◆ Short task A ◆
List each line in the listing below that contains the string "shutter".

□ □ □ □

Welcome, joypav! (Wave)

Without loss of generality, assume $f(0) = 0$. For the result is equivalent to $\lim\limits_{n\to \infty} \int_0^1 g(x^n)\, dx = 0$, where $g(t) = f(t) - f(0)$. Let $\epsilon > 0$. By continuity of $f$ at $0$, there is a positive number $\delta\in (0,1)$ such that for all $t\in [0,1]$, $\lvert t\vert < \delta$ implies $\lvert f(t)\rvert < \epsilon$. Now write

$$\int_0^1 f(x^n)\, dx = \int_0^{\sqrt[n]{\delta}} f(x^n)\, dx + \int_{\sqrt[n]{\delta}}^1 f(x^n)\, dx$$

Since $\lvert f\rvert$ is continuous on $[0,1]$, it has a maximum value, $M$. Show that $\int_{\sqrt[n]{\delta}}^1\, f(x^n)\, dx$ is bounded by $M(1 - \sqrt[n]{\delta})$, and that $\int_0^{\sqrt[n]{\delta}} f(x^n)\, dx$ is bounded by $\epsilon \sqrt[n]{\delta}$. Then

$$\left\lvert \int_0^1 f(x^n)\, dx \right\rvert \le \epsilon \sqrt[n]{\delta} + M(1 - \sqrt[n]{\delta})$$

Letting $\epsilon \to 0^+$, we obtain

$$\left\lvert \int_0^1 f(x^n)\, dx\right\rvert \le M(1 - \sqrt[n]{\delta})$$

Finish the argument using the squeeze theorem.

 

[joypav]

I see. So it relies mostly on the continuity of f on the interval. We can prove the bounds using that the integral <= M(b-a).

□ □ □ □

◆ Short task B ◆
Continue the forum thread above about the limit of the integral of f(x^n) on [0,1], starting after its final post.

(Region annotation entries)
□ □ □ □

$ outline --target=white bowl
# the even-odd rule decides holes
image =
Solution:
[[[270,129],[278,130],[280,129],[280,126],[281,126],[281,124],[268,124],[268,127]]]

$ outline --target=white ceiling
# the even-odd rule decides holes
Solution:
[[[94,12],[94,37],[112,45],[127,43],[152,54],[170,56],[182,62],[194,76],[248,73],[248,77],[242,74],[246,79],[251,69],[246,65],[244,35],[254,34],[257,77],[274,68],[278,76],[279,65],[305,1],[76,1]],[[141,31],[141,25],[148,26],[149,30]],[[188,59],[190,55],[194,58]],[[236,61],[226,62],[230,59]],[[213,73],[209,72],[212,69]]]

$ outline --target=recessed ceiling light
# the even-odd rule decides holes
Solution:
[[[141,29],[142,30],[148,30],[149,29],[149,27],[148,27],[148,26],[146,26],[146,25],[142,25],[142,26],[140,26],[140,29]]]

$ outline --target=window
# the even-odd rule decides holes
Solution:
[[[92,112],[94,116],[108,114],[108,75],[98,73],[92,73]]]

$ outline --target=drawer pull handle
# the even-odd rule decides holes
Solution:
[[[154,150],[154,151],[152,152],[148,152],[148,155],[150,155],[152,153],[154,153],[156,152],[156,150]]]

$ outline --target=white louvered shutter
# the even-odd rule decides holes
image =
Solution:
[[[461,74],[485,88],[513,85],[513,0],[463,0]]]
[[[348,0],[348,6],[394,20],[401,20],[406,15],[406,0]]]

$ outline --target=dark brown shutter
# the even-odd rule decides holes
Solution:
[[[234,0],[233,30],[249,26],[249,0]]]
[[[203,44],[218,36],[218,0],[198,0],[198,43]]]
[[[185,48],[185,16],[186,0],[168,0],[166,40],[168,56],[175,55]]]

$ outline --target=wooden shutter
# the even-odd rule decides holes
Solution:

□ □ □ □

◆ Exercise answer A ◆
$ outline --target=white louvered shutter
$ outline --target=dark brown shutter
$ outline --target=wooden shutter

◆ Exercise answer B ◆
I do have a question though.. why do we not bound the integral by epsilon(1-(delta)^1/n) and epsilon(delta)^1/n. Then when you add up the two integrals you would get that the whole integral from 0 to 1 is <= 2epsilon. And because of continuity, we can make this 0 by letting epsilon approach 0.

I guess my question is, why do we use M at all? Doesn't epsilon bound f(t)?

(Sorry, I'm typing on my phone, so can't use the correct symbols.)

 

[Euge]

We cannot bound the second integral by $\epsilon (1-\delta^{1/n})$, because it is not true that $\lvert f(t)\rvert < \epsilon $ whenever $\lvert t\rvert \ge \delta $. If we had that, then there would be no need to break up the integral into two parts, as we've done here.

 

[joypav]

We cannot bound the second integral by $\epsilon (1-\delta^{1/n})$, because it is not true that $\lvert f(t)\rvert < \epsilon $ whenever $\lvert t\rvert \ge \delta $. If we had that, then there would be no need to break up the integral into two parts, as we've done here.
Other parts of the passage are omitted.